## [Task to carry out]
Update all of the rows below by replacing "Run with query" with "Search for" wherever it occurs, keeping everything else the same.
▶
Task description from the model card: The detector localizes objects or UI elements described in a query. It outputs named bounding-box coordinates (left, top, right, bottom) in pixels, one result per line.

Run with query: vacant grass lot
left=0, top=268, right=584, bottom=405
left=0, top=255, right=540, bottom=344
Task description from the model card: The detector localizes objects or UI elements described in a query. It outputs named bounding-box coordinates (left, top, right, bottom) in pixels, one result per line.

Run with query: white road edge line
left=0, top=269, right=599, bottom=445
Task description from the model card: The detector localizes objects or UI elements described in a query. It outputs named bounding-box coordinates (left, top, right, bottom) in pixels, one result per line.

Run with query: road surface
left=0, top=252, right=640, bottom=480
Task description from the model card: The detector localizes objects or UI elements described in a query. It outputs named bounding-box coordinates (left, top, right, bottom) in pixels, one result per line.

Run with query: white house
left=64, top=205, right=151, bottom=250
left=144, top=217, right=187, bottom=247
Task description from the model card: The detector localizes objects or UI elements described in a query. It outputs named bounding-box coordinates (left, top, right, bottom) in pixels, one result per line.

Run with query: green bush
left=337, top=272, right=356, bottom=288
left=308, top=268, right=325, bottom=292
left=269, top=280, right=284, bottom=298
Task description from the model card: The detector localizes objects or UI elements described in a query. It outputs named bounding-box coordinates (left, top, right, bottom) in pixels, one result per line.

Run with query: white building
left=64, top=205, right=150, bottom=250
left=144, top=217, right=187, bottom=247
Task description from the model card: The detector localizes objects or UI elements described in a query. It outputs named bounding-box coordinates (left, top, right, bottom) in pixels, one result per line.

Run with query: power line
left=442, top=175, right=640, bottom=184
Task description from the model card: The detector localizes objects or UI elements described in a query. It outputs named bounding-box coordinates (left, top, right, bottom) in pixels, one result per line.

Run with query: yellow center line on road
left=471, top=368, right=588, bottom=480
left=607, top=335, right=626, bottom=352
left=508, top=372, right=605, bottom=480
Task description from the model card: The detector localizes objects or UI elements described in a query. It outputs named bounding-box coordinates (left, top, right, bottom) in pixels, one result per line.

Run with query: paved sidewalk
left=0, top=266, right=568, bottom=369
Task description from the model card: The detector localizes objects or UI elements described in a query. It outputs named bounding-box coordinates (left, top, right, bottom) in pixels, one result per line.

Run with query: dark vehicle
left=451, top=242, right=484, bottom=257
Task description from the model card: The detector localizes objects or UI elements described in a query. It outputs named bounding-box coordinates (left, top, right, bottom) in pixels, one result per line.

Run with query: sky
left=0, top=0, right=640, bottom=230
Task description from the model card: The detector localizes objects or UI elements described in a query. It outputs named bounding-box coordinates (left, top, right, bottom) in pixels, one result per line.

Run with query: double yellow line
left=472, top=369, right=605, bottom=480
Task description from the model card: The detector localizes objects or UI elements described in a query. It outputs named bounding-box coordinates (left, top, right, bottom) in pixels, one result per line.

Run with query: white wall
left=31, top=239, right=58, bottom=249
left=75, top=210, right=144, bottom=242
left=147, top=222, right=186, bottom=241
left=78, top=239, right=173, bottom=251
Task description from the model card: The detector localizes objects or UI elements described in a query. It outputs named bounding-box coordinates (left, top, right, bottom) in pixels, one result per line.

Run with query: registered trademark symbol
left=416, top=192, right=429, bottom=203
◀
## [Output of the task]
Task description from the model card: The detector localizes objects or UI elements described in a query. It outputs named bounding-box coordinates (left, top, right, bottom) in pixels, one result per line.

Search for: vacant grass lot
left=0, top=268, right=584, bottom=405
left=0, top=255, right=540, bottom=344
Task description from the model card: The detector localizes objects or UI elements described in a query. It outputs named bounding-box coordinates (left, top, right, bottom) in pixels, one result per line.

Search for: white road edge line
left=0, top=269, right=599, bottom=445
Task description from the model card: The detector localizes objects or UI elements described in a query. It outputs named bounding-box coordinates (left, top, right, bottom) in pixels, one result per line.

Search for: road surface
left=0, top=252, right=640, bottom=480
Task description from the model card: The detector localizes objects or UI elements described in a query. It outputs named bounding-box coordinates (left, top, right, bottom) in pixels, one result per line.

Search for: white house
left=64, top=205, right=151, bottom=250
left=144, top=217, right=187, bottom=247
Task description from the model card: The detector localizes objects or UI elements described in a query. It outputs named bounding-box coordinates (left, top, right, bottom) in pixels, one result per line.

Search for: green bush
left=337, top=272, right=356, bottom=288
left=308, top=268, right=325, bottom=292
left=269, top=280, right=284, bottom=298
Task description from the model card: The detector localizes objects or UI elements described in a query. It outputs named bounding-box coordinates (left, top, right, bottom) in pixels, one result per line.

Search for: white building
left=64, top=205, right=150, bottom=250
left=144, top=217, right=187, bottom=247
Task description from the model card: The detector localizes objects or UI elements described in a query. It outputs named bounding-box coordinates (left, top, right, bottom) in pixels, one result per line.

Search for: power line
left=442, top=175, right=640, bottom=184
Task description from the model card: The detector localizes objects or UI elements described in a query. It outputs named bounding-box coordinates (left, top, right, bottom) in pixels, one result per line.

Search for: yellow center line on road
left=471, top=368, right=588, bottom=480
left=607, top=335, right=626, bottom=352
left=508, top=372, right=605, bottom=480
Task description from the model card: The detector localizes objects or UI elements described in a query. It outputs named bounding-box coordinates (left, top, right, bottom) in pixels, one result per line.

Search for: paved sidewalk
left=0, top=266, right=568, bottom=369
Task description from the model card: The detector localizes objects or UI elements described in a query. It outputs named bounding-box coordinates (left, top, right, bottom) in pixels, one result per line.

Search for: dark vehicle
left=451, top=242, right=484, bottom=257
Task description from the model card: The detector localizes objects or UI elements described in a query. It outputs named bounding-box coordinates (left, top, right, bottom) in pixels, one result per line.

Search for: sky
left=0, top=0, right=640, bottom=230
Task description from the model card: The detector localizes objects or UI elements described in a query. It outputs named bounding-box coordinates (left, top, right, bottom) in pixels, one result per line.

Search for: double yellow line
left=472, top=369, right=605, bottom=480
Task description from the model card: The detector localizes objects or UI elements described in a query. It outputs named bounding-box coordinates (left, top, right, bottom) in pixels, one result per line.

Search for: white wall
left=31, top=239, right=58, bottom=249
left=75, top=210, right=144, bottom=242
left=147, top=222, right=186, bottom=241
left=78, top=239, right=173, bottom=251
Task description from the model card: The detector localizes objects or UI elements described in a query. It outputs named bounding-box coordinates (left, top, right, bottom) in pixels, one result per line.

Search for: registered trademark symbol
left=416, top=192, right=429, bottom=203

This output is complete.